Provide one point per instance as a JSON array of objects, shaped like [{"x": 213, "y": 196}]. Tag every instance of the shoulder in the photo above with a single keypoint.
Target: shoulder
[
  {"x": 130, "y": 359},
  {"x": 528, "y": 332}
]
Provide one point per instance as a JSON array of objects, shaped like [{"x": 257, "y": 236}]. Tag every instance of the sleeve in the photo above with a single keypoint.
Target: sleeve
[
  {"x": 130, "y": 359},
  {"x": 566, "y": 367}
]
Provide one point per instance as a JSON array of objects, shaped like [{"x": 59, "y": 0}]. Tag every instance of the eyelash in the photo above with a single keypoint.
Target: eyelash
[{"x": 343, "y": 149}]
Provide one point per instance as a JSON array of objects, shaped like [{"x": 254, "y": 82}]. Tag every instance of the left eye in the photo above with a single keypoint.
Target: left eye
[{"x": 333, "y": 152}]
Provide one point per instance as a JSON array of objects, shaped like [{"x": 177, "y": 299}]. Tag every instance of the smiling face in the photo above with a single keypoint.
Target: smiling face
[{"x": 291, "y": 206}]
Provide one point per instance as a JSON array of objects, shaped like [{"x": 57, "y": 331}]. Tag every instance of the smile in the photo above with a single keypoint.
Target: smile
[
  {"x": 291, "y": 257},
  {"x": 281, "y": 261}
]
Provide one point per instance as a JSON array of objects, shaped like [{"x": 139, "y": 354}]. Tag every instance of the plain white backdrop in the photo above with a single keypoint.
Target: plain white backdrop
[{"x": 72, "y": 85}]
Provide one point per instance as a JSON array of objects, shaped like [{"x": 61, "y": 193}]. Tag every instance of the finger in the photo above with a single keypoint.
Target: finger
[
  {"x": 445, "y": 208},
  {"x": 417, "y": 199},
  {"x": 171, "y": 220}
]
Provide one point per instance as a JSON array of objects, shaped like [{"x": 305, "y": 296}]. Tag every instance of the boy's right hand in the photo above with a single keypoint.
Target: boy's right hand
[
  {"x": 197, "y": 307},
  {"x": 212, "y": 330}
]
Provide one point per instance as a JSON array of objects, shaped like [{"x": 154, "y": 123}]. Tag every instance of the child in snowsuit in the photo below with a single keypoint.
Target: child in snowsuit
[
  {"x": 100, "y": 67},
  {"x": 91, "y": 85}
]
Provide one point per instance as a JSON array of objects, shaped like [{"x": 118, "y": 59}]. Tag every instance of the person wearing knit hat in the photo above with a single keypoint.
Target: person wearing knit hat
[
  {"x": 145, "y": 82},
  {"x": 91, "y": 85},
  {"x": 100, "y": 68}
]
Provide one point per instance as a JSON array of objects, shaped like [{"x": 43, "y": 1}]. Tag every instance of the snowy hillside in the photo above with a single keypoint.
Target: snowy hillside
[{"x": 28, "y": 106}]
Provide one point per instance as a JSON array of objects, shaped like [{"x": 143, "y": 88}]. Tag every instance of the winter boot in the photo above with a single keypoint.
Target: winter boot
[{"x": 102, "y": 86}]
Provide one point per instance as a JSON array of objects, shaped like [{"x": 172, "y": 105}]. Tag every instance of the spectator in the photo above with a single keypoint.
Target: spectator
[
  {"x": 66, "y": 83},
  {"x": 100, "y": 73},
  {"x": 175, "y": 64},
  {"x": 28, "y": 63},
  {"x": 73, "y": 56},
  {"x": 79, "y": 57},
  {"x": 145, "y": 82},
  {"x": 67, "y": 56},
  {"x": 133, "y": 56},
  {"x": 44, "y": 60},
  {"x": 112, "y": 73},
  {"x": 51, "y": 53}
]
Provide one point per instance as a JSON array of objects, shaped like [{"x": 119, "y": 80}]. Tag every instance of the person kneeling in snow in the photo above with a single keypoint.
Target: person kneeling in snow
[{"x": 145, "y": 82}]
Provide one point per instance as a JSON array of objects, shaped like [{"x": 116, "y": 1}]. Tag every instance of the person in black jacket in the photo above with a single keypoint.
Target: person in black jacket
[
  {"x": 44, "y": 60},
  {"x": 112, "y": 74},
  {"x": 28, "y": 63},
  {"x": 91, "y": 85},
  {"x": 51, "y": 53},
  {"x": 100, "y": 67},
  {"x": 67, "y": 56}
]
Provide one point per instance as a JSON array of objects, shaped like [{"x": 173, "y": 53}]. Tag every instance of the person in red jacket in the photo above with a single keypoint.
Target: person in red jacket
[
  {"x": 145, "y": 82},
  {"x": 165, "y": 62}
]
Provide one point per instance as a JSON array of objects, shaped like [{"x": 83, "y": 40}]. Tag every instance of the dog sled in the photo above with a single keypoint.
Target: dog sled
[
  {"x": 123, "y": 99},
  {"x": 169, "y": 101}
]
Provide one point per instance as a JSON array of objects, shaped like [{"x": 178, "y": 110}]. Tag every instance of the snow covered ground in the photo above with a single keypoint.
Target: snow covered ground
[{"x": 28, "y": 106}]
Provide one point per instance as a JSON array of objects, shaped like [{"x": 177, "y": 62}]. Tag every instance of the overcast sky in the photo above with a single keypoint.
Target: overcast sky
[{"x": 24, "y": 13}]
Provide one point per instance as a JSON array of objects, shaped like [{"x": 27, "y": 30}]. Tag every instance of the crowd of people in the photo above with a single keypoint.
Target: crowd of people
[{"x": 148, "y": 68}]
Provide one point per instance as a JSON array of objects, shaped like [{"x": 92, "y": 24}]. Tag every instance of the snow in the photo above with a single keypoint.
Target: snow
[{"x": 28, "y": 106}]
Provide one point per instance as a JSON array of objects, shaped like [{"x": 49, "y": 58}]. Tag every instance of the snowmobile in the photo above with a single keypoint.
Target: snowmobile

########

■ What you should do
Reproduce the records word for word.

■ The answer
Provide one point per instance as a JSON array of objects, shaped like [{"x": 213, "y": 196}]. Tag every instance of the shoulder in the photo above with a single keypoint.
Target: shoulder
[
  {"x": 130, "y": 359},
  {"x": 528, "y": 332}
]
Provide one point per instance as a JSON array of objects, shaped like [{"x": 257, "y": 236}]. Tag every instance of the sleeve in the photo above with a single keypoint.
Target: sleeve
[
  {"x": 130, "y": 359},
  {"x": 566, "y": 367}
]
Provide one point per instance as a JSON array of objects, shaped like [{"x": 59, "y": 0}]. Tag every instance of the eyelash in the photo above with a single keypoint.
Target: eyelash
[{"x": 343, "y": 149}]
Provide one point per instance as a JSON array of objects, shaped like [{"x": 254, "y": 82}]. Tag every instance of the left eye in the photo above with a single keypoint.
Target: left eye
[{"x": 333, "y": 152}]
Provide one point per instance as a JSON array of objects, shaped like [{"x": 177, "y": 299}]. Tag every instance of the smiling face in the photo above with a single keypoint.
Target: smiling face
[{"x": 291, "y": 206}]
Provide one point per instance as a JSON array of objects, shaped like [{"x": 57, "y": 331}]. Tag every instance of the smile in the photo above with a single keypoint.
Target: smile
[
  {"x": 291, "y": 257},
  {"x": 281, "y": 261}
]
Provide one point per instance as a JSON array of objects, shaped like [{"x": 139, "y": 354}]. Tag every instance of the plain white backdrop in the photo above with a single keypoint.
Target: plain white backdrop
[{"x": 72, "y": 85}]
Provide one point per instance as a JSON array of objects, shaped like [{"x": 61, "y": 193}]. Tag every instance of the finger in the photo above with a single keypoint.
Target: finger
[
  {"x": 445, "y": 208},
  {"x": 417, "y": 199},
  {"x": 171, "y": 220}
]
Provide one point per instance as a JSON array of objects, shaped like [{"x": 305, "y": 296}]. Tag every instance of the boy's right hand in the photo above with a single keypoint.
Target: boy's right hand
[
  {"x": 197, "y": 307},
  {"x": 212, "y": 330}
]
Provide one point per instance as a JSON array of objects, shaped like [{"x": 154, "y": 123}]. Tag every instance of the child in snowsuit in the photo below with a single keypoint.
Target: child in snowsuit
[
  {"x": 100, "y": 67},
  {"x": 91, "y": 85}
]
Provide one point per instance as a JSON array of objects, shaped like [{"x": 118, "y": 59}]. Tag every instance of the person wearing knit hat in the photo above with a single keypoint.
Target: person wearing knit hat
[
  {"x": 145, "y": 82},
  {"x": 91, "y": 85},
  {"x": 100, "y": 68}
]
Provide one point per instance as a JSON array of objects, shaped like [{"x": 43, "y": 1}]. Tag every instance of the snowy hillside in the photo above with a single keypoint.
Target: snowy hillside
[{"x": 28, "y": 106}]
Provide one point per instance as a JSON array of objects, shaped like [{"x": 143, "y": 88}]. Tag every instance of the winter boot in the photo above with a single keypoint.
Target: winter boot
[{"x": 102, "y": 86}]
Provide one point per instance as a JSON array of objects, shaped like [{"x": 172, "y": 105}]. Tag every instance of the spectator in the photo above with a single keypoint.
Target: spectator
[
  {"x": 66, "y": 83},
  {"x": 100, "y": 73},
  {"x": 175, "y": 64},
  {"x": 28, "y": 63},
  {"x": 73, "y": 56},
  {"x": 79, "y": 57},
  {"x": 145, "y": 82},
  {"x": 67, "y": 56},
  {"x": 133, "y": 56},
  {"x": 44, "y": 60},
  {"x": 112, "y": 73},
  {"x": 51, "y": 53}
]
Provide one point per instance as a JSON array of objects, shaped like [{"x": 119, "y": 80}]. Tag every instance of the person kneeling in snow in the photo above with a single keypoint.
Target: person kneeling in snow
[{"x": 145, "y": 82}]
Provide one point per instance as a JSON array of objects, shaped like [{"x": 116, "y": 1}]. Tag every instance of the person in black jacket in the photo above with a single keypoint.
Target: person in black jacket
[
  {"x": 44, "y": 60},
  {"x": 112, "y": 74},
  {"x": 28, "y": 63},
  {"x": 91, "y": 85},
  {"x": 51, "y": 53},
  {"x": 100, "y": 67},
  {"x": 67, "y": 56}
]
Provide one point per instance as a JSON array of objects, shaped like [{"x": 173, "y": 53}]. Tag every instance of the person in red jacket in the photo above with a single keypoint.
Target: person in red jacket
[
  {"x": 145, "y": 82},
  {"x": 165, "y": 62}
]
Provide one point per instance as a JSON array of objects, shaped like [{"x": 83, "y": 40}]. Tag every instance of the dog sled in the photo above with a single keypoint.
Target: dog sled
[
  {"x": 123, "y": 99},
  {"x": 169, "y": 101}
]
Provide one point per instance as a JSON array of objects, shaped like [{"x": 178, "y": 110}]. Tag every instance of the snow covered ground in the photo above with a single keypoint.
Target: snow covered ground
[{"x": 28, "y": 106}]
Provide one point per instance as a JSON array of objects, shaped like [{"x": 177, "y": 62}]. Tag every instance of the overcast sky in the photo above with a single keypoint.
Target: overcast sky
[{"x": 24, "y": 13}]
Provide one point per instance as a JSON array of objects, shaped like [{"x": 27, "y": 30}]. Tag every instance of the crowd of people in the photo above with a single keypoint.
Target: crowd of people
[{"x": 148, "y": 68}]
Provide one point per instance as a JSON array of objects, shaped like [{"x": 92, "y": 24}]. Tag every instance of the snow in the photo above with a single keypoint.
Target: snow
[{"x": 28, "y": 106}]
Provide one point per instance as a JSON array of objects, shaped like [{"x": 49, "y": 58}]. Tag every instance of the snowmobile in the photo above with a single keypoint.
Target: snowmobile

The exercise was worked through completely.